[Object point labels]
begin

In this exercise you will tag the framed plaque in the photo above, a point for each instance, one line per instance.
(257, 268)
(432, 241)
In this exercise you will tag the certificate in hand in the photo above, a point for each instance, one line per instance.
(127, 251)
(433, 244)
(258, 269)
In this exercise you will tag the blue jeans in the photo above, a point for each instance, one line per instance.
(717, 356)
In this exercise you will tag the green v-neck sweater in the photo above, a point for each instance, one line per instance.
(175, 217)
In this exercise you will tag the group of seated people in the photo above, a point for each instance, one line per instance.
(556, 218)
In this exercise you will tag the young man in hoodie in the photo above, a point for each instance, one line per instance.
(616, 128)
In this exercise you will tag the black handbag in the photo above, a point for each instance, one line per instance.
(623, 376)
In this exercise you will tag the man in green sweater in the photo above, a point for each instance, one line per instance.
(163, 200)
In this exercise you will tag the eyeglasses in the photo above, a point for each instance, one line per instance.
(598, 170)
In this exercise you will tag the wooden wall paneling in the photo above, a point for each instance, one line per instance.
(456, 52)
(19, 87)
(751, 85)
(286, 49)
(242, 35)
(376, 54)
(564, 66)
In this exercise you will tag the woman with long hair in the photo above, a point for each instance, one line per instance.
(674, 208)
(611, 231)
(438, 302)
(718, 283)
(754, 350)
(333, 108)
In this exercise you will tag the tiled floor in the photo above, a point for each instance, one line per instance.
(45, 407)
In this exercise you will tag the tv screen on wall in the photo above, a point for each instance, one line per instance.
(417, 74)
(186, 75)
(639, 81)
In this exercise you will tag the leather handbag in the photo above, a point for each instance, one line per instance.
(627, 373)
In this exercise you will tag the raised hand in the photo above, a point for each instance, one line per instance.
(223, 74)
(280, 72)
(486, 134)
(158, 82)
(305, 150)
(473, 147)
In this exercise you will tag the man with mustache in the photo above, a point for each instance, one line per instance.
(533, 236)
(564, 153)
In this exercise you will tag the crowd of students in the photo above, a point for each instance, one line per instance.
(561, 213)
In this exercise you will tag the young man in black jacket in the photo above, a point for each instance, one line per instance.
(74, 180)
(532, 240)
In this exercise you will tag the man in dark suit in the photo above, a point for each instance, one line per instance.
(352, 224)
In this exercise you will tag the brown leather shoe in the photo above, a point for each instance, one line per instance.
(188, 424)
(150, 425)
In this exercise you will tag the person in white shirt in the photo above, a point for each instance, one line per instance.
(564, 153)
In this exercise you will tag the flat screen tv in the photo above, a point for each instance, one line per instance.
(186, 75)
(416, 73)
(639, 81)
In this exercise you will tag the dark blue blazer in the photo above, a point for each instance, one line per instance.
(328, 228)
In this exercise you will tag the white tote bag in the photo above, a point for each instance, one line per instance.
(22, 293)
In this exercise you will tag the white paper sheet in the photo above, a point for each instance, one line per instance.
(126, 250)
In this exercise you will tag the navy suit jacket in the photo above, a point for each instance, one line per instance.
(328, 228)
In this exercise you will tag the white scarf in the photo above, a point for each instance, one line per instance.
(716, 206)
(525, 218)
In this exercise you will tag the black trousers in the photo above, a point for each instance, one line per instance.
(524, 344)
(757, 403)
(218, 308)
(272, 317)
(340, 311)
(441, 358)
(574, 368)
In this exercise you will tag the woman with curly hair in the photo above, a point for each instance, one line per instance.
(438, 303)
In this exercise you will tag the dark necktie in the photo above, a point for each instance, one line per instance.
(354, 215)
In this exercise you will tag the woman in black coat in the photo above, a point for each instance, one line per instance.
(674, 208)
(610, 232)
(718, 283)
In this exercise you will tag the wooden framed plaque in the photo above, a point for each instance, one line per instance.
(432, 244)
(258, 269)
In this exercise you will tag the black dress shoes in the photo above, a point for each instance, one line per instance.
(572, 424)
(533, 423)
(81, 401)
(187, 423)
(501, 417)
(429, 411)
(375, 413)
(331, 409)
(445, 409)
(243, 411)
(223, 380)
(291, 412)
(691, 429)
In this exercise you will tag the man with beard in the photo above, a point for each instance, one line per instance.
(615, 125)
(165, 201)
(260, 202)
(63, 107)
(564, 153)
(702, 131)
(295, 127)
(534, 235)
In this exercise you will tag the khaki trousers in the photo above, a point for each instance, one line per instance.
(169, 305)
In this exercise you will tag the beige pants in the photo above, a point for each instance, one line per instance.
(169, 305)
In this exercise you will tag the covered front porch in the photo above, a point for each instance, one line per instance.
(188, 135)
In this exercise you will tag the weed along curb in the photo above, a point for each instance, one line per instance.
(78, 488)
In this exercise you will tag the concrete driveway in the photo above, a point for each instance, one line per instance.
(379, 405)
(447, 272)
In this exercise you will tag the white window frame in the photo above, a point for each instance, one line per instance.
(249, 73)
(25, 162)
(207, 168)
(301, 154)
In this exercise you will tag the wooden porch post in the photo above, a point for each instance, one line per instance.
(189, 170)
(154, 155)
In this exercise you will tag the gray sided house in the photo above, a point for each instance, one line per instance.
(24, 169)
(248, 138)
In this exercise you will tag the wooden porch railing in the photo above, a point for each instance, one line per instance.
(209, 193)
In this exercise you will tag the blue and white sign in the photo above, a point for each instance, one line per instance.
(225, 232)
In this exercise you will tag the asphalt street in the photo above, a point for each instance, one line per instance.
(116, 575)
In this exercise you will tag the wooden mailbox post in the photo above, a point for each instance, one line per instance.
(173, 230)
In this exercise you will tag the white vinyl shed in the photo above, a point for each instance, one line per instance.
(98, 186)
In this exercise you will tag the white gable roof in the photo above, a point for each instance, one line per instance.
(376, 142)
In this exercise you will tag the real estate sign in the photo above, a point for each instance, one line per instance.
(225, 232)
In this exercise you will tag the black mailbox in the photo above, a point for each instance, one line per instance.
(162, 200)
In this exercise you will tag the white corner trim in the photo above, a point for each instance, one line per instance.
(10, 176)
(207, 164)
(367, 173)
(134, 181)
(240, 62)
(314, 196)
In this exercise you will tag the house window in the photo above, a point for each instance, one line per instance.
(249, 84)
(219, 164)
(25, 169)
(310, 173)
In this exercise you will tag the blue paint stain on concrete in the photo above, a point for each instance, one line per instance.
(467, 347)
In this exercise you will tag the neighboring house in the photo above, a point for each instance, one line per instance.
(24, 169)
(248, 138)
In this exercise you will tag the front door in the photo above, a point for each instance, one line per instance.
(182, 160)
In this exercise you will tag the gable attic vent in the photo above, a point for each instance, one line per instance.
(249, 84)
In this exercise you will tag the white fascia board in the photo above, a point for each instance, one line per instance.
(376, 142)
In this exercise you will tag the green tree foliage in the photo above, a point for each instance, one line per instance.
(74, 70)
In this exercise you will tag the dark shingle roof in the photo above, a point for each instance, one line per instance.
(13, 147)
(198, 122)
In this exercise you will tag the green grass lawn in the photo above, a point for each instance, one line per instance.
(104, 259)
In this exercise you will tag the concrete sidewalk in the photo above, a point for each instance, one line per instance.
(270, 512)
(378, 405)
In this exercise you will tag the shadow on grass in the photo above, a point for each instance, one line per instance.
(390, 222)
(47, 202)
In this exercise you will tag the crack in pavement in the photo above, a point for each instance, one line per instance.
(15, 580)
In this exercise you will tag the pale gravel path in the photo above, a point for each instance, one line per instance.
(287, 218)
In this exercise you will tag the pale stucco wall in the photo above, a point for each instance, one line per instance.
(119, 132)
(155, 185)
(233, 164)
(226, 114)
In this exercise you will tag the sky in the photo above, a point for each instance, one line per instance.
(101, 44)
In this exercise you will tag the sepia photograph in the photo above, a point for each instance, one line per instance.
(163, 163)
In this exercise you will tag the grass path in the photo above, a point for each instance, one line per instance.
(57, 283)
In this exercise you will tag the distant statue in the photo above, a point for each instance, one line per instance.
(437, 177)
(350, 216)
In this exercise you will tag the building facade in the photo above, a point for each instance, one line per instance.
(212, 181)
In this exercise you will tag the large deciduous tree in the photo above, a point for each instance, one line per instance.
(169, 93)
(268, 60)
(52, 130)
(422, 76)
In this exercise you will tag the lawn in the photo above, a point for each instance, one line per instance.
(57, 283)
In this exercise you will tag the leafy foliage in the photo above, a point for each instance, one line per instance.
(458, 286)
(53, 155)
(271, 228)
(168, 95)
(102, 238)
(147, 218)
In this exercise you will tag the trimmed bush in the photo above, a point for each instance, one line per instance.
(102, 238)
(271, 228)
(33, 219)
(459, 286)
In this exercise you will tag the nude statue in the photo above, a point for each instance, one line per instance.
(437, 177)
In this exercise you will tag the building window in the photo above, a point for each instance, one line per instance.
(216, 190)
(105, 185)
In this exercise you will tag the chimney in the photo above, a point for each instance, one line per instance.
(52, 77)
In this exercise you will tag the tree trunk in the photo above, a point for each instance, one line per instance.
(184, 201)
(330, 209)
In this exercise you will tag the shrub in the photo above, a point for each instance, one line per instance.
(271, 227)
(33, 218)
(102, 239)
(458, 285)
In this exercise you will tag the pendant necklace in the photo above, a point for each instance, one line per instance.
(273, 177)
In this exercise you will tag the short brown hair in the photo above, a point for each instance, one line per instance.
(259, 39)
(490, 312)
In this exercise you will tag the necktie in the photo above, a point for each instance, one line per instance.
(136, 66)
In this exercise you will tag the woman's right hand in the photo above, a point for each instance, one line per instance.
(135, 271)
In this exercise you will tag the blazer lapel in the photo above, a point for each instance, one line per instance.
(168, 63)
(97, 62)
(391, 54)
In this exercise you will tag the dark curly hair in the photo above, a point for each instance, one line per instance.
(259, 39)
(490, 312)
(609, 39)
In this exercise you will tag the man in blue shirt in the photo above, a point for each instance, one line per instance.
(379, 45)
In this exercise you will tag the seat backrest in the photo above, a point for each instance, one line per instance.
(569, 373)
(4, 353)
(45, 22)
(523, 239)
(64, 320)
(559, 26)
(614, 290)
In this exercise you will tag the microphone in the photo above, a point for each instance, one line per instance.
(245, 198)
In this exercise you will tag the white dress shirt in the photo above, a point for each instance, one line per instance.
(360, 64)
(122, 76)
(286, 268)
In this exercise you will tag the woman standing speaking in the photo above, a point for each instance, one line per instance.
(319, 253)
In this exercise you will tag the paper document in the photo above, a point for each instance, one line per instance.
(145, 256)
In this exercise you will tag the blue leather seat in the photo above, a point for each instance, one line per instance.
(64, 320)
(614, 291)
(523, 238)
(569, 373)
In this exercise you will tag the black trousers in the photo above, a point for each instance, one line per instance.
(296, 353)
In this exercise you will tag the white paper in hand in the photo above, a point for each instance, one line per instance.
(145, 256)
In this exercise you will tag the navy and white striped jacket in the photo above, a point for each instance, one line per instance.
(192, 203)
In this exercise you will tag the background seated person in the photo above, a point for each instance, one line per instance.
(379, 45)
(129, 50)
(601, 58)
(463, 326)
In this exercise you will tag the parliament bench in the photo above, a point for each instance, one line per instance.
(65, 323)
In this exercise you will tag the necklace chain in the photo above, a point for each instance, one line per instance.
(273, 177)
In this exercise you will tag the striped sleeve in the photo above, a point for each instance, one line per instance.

end

TASK
Every line from the line containing "In this exercise you will tag the navy and" to the last line of the material above must be repeated exactly, and no other line.

THE REPLY
In this exercise you will tag the navy and white striped jacket in the photo above, a point for each instance, one line per instance.
(192, 203)
In this exercise you will tag the background seated person in the photo above, a point for each instance, one line per instance.
(379, 45)
(129, 50)
(601, 58)
(463, 326)
In this exercise you will tag the parliament bench in the photo above, a point for each instance, one line per instance.
(65, 323)
In this exercise you will tag the necklace chain in the photo above, a point for each instance, one line per instance.
(273, 177)
In this exercise you will tag the striped sleeve in the photo above, a point for each instance, one line per instance.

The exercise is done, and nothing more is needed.